Problem statement — For every entry that follows, return the words exactly and omit any picture.
:: Exercise data ::
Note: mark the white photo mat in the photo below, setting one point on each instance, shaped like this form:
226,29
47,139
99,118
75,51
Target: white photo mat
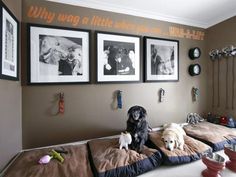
:::
Output —
Note: mark the white photo mat in the photo below, setting one point on each instance, shaped like this form:
226,29
47,139
99,118
75,51
Target: white photo mat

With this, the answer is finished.